[Collection entries]
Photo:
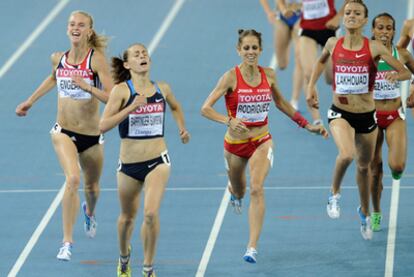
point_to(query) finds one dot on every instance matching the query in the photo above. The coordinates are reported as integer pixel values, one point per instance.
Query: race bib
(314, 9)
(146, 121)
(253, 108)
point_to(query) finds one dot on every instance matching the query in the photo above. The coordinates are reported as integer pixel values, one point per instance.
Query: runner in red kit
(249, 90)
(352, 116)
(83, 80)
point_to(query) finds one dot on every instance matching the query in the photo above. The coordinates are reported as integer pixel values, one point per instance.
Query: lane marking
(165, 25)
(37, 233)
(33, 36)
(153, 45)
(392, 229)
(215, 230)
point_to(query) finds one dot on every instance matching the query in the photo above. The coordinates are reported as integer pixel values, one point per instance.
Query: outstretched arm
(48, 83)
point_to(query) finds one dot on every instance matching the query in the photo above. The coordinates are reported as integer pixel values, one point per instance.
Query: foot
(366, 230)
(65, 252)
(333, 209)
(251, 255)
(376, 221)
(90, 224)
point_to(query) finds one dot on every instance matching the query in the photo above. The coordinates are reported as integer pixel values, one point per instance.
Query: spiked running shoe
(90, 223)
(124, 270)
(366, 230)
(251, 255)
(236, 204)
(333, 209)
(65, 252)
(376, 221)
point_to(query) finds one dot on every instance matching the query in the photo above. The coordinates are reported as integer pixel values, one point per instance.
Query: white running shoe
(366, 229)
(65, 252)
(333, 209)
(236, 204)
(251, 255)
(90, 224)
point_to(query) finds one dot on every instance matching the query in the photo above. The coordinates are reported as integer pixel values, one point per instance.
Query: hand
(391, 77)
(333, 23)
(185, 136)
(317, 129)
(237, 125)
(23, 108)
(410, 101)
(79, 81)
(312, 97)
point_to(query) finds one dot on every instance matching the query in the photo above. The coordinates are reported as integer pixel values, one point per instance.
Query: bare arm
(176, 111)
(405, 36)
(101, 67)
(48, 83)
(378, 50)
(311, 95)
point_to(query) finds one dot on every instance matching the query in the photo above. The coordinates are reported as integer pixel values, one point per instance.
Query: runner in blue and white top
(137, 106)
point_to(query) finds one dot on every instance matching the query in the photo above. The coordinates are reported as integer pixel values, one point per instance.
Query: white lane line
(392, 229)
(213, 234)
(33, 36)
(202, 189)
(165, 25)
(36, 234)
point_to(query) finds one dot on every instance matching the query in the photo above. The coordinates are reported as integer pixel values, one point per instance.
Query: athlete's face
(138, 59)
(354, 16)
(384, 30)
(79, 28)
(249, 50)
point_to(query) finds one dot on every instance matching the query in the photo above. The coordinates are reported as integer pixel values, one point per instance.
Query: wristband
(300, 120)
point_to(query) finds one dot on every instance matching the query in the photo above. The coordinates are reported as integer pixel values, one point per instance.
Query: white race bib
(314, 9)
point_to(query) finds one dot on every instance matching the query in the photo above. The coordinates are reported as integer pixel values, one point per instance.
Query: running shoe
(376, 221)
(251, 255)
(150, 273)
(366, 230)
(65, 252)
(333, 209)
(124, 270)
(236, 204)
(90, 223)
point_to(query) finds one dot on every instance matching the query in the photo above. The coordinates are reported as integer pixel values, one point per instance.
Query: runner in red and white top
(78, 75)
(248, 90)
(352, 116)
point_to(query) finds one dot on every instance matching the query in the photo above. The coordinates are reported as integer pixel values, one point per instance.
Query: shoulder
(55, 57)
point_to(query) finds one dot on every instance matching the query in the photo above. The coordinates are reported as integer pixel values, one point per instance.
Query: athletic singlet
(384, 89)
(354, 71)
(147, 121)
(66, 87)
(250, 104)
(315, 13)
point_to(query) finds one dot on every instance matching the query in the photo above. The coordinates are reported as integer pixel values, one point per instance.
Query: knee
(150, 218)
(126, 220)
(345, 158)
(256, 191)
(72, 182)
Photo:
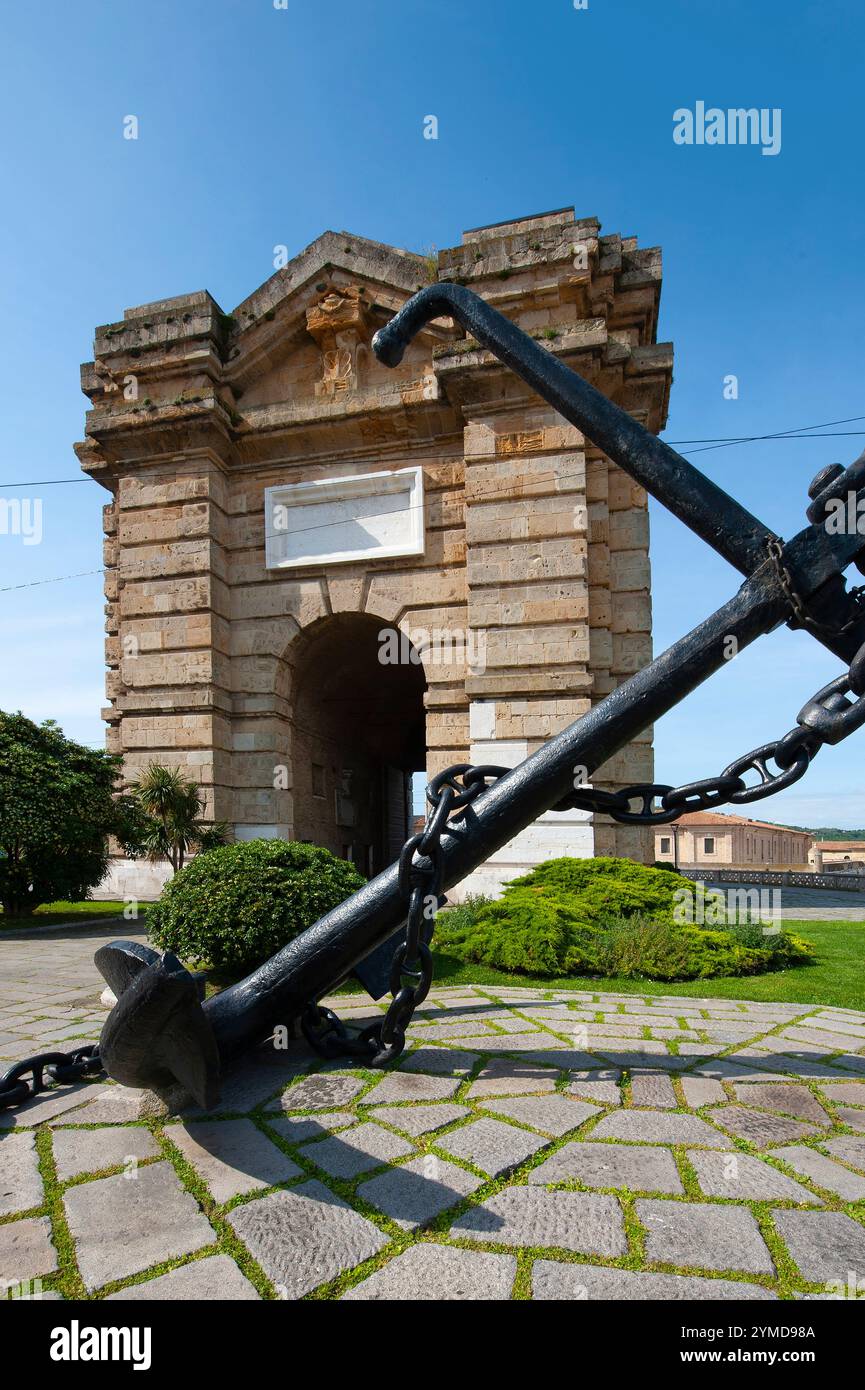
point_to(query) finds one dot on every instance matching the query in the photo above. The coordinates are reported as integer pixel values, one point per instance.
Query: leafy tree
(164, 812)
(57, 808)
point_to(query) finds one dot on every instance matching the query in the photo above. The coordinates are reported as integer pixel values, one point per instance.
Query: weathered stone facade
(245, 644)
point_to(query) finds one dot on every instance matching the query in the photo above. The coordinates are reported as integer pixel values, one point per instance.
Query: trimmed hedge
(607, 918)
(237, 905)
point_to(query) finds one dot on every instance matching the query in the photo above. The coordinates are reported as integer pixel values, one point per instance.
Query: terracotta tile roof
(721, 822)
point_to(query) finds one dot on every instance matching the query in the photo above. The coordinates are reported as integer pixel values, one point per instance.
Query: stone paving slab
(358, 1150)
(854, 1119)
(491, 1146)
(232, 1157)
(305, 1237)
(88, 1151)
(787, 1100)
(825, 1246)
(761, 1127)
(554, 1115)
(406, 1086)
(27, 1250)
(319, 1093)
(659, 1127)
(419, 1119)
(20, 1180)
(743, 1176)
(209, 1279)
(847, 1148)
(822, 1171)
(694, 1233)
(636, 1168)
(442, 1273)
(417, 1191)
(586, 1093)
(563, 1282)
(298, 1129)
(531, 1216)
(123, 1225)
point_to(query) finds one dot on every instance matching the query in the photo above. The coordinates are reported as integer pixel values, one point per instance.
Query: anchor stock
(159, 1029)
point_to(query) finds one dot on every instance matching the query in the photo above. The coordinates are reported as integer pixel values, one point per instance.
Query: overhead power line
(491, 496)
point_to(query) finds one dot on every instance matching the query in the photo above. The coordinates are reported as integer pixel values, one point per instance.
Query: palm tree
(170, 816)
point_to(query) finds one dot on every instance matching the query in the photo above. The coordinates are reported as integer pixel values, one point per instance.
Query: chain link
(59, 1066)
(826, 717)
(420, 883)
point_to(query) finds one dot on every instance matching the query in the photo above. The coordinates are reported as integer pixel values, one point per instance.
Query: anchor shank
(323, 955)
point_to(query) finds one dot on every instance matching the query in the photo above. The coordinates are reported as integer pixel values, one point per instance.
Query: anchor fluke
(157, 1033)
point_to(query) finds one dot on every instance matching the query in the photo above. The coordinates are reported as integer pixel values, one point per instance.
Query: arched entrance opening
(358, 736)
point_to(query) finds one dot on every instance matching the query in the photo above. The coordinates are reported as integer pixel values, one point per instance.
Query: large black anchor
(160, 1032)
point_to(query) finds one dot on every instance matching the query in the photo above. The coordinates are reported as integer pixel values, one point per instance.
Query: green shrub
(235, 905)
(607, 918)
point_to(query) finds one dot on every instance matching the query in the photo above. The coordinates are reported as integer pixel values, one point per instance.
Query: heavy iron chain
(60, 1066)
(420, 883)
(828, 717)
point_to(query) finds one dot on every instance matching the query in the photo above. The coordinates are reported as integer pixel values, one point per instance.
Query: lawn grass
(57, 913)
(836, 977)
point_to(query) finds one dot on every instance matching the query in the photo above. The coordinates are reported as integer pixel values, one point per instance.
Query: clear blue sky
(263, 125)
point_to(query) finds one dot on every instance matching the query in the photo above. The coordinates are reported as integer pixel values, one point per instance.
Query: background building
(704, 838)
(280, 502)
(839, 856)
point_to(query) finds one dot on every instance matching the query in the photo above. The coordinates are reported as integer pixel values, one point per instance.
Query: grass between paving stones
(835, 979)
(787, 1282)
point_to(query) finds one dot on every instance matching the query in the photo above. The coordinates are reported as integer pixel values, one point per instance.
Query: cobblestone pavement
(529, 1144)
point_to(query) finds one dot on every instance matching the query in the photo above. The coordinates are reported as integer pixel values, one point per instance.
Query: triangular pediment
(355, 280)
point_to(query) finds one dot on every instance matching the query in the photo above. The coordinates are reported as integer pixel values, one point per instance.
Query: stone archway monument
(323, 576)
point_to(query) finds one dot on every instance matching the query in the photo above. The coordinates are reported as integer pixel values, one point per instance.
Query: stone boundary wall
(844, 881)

[Task to carry out]
Would you please restate the records word for word, excluding any images?

[Answer for this exercise]
Photo:
point_to(query) finds one dot on every instance matching the query in the photo above. The coordinates are reported as integer pixel values, one point per instance.
Query: race bib
(314, 9)
(146, 121)
(253, 108)
point_to(query) finds one dot on every instance matching the query in the photo above. The coordinates are reported as integer pixel values, one point per instance.
Query: runner in red kit
(249, 90)
(352, 116)
(83, 80)
point_to(query) finds one dot on every instance matching the query in the photo above. The coordinates are reported as integer pixel values, one point per instance.
Query: lane marking
(165, 25)
(37, 233)
(33, 36)
(153, 45)
(392, 229)
(215, 230)
point_to(query) finds one dot on every instance matching the query in the photo above. The coordinates are reported as integer pixel values, one point per instance.
Query: outstretched arm
(48, 83)
point_to(query) finds one dot on every instance matching the query in the photo above. The coordinates are reported as integer pixel values, one point per instance.
Query: foot
(366, 230)
(65, 252)
(333, 209)
(251, 255)
(376, 221)
(90, 224)
point_to(query) finds one dot on every instance matching the query in the photo above. The coordinates are reported as integer pixel values, one point per instance.
Query: spiked running shoe
(90, 223)
(124, 270)
(366, 230)
(251, 255)
(236, 204)
(333, 209)
(65, 252)
(376, 221)
point_to(query) finds one dot on every instance matching the query in the photo above. The coordinates are reported as integer pixel values, one point per instance.
Query: white running shoe
(366, 229)
(65, 252)
(333, 209)
(236, 204)
(251, 255)
(90, 224)
point_to(query) finds one dot on every instance matching the query in the photo above. The coordinates are reported as integer pixel values, one point per instance.
Query: hand
(391, 77)
(333, 23)
(185, 136)
(317, 129)
(237, 125)
(23, 108)
(410, 101)
(79, 81)
(312, 97)
point_to(query) finds one dot on every instance matching the query in the photo above. The coordinates are reported as integer pixel values, one point per instance.
Query: bare arm
(176, 111)
(405, 36)
(101, 67)
(48, 83)
(378, 50)
(311, 95)
point_to(query) finds one dot on every instance matching the query in the photo above. The coordinates are reported as integer pixel values, one point per instance.
Query: runner in blue and white top
(137, 106)
point_to(query) finds one dot on every instance matching the query in the photo above. The coordinates are reported as integer pixel values, one point per instance.
Query: white lane line
(392, 229)
(213, 234)
(33, 36)
(202, 189)
(165, 25)
(36, 234)
point_to(query) finds one dot on every instance matching the query in the photo above. The coordinates are reported as integer pixel values, one point per instance.
Query: athlete's face
(138, 59)
(354, 16)
(384, 30)
(79, 28)
(249, 50)
point_to(query) finds one dot on every instance matching the query in the photo above. The coordinates are reported as integer pixel values, one point per instance.
Query: wristband
(300, 120)
point_to(query) finds one dot on every instance matching the query in the photo above. The coordinates are reported as integer pixel values, one point per instance.
Query: white race bib
(314, 9)
point_to(query) finds one dot on every instance matching the query in the photo above. The coordinates are reported as integer pixel values, one point per instance.
Query: running shoe
(376, 221)
(251, 255)
(150, 273)
(366, 230)
(65, 252)
(333, 209)
(124, 270)
(236, 204)
(90, 223)
point_to(query) finds one dot on every instance matching the query in the photo above. The coordinates are reported as integer pixel values, one point per instance.
Query: runner in red and white top
(78, 75)
(248, 90)
(352, 116)
point_to(query) finds one dot on every instance matching the query in the photo above. The coordinates are reported as integer pixel values, one point per instance.
Query: shoulder
(55, 57)
point_to(query) finds one dot on every instance matching the query in the photo above. The coordinates are reported as integer pixel values, one point per instance.
Query: athletic singlet
(384, 89)
(354, 71)
(147, 121)
(66, 87)
(250, 104)
(315, 13)
point_to(query) finds one dot on every instance matching the query in the photo above. The coordinates are reported as integer pixel values, one point per instance.
Query: knee
(150, 218)
(126, 220)
(345, 158)
(256, 191)
(72, 182)
Photo:
point_to(query) finds one dot on every instance matching the query in the photo above. The coordinates are reported as integer pixel values, one point per instance.
Query: leafy tree
(164, 812)
(57, 808)
point_to(query) finds one dot on every instance matching the query in the photo above. The coordinates are reported as integer pixel values, one point per instance.
Query: weathered stone facade
(245, 644)
point_to(query) finds one dot on every instance matching the query in the photo above. The coordinates are reported as integer pixel values, one point per instance.
Query: trimmed hedge
(607, 918)
(237, 905)
point_to(query) finds one dot on every instance matching the query in the photo above. The coordinates are reported as integer pixel values, one point per instance.
Query: terracotta tile roof
(721, 822)
point_to(query) finds one dot on every instance matching the query in the photo above. The coordinates are reported as integer pixel values, one point per instance.
Query: stone paving slab
(358, 1150)
(854, 1119)
(491, 1146)
(232, 1157)
(305, 1237)
(88, 1151)
(787, 1100)
(825, 1246)
(761, 1127)
(554, 1115)
(406, 1086)
(27, 1250)
(319, 1093)
(659, 1127)
(419, 1119)
(20, 1180)
(743, 1176)
(209, 1279)
(847, 1148)
(822, 1171)
(694, 1233)
(636, 1168)
(442, 1273)
(417, 1191)
(586, 1093)
(563, 1282)
(298, 1129)
(531, 1216)
(123, 1225)
point_to(query) finds one dot on every instance matching the query in the photo above. The coordinates are reported as integer pixel values, one point per instance.
Query: anchor stock
(159, 1029)
point_to(query) finds one dot on every instance matching the query in the photo above. The coordinates are reported as integer pixel values, one point per instance.
Query: overhead power line
(491, 496)
point_to(query) finds one dot on every instance matching the query in the photo above. The coordinates are reported as integer pixel values, one point per instance.
Query: palm tree
(170, 816)
point_to(query) finds one dot on every instance matching the query in the photo above. The coordinates are reported as integer pixel values, one point per instance.
Query: chain link
(59, 1066)
(826, 717)
(420, 883)
point_to(query) finds one dot on every instance matching the query in the photo above. The coordinates are reported as integer pixel values, one point per instance.
Query: anchor shank
(323, 955)
point_to(query) finds one dot on every instance matching the query in the photo above. The coordinates are reported as integer pixel values, one point per instance.
Query: anchor fluke
(157, 1033)
point_to(query) finds one dot on every instance matching the query in the photo above. The coordinates are reported as integer pixel values, one point per instance.
Query: arched entrance opening
(358, 736)
point_to(query) finds one dot on every instance matching the query in the photo above. The coordinates are reported as integer pixel values, one point per instance.
Query: large black anchor
(160, 1032)
point_to(query) finds one dot on every instance matching the query in the photo above. The coordinates are reported as integer pixel values, one point per instance.
Query: green shrub
(235, 905)
(607, 918)
point_to(query) finds one dot on every instance matching the query in the photo above. The coordinates are reported as integer pixel values, one point per instance.
Query: heavy iron chain
(60, 1066)
(420, 883)
(828, 717)
point_to(query) finds one dot on every instance matching the query in the photo above. The coordinates are reported as integer pixel values, one point per instance.
Query: lawn grass
(57, 913)
(836, 977)
point_to(query) finds one dot on every instance matching the query in the photo above. The coordinates are reported as integer pixel values, one point per instance.
Query: clear blue sky
(263, 125)
point_to(query) finds one dot on every instance matching the query in the photo above. The coordinates are reported as integer pixel values, one point per instance.
Query: background building
(704, 838)
(280, 502)
(839, 856)
point_to(query) finds one dot on every instance matching the query in the photo above. The coordinates are reported as integer pixel values, one point per instance.
Query: grass between paving stones
(835, 979)
(787, 1282)
point_to(query) finds one dot on every instance matching the query in the photo above. The coordinates are reported as integer pixel values, one point per instance.
Query: cobblestone pavement
(529, 1144)
point_to(query) finds one dot on every instance matching the query in the photo above. The coordinates are reported as integer pixel values, one point per instance.
Query: triangular pediment
(355, 280)
point_to(query) finds one dot on every instance matching the query in the photo above. The coordinates are reported as integer pixel values, one point per instance.
Query: stone archway monument
(323, 576)
point_to(query) finds one dot on every instance matching the query in the photo above. The coordinates are reported as integer pixel values, one point per instance.
Query: stone boundary wall
(844, 881)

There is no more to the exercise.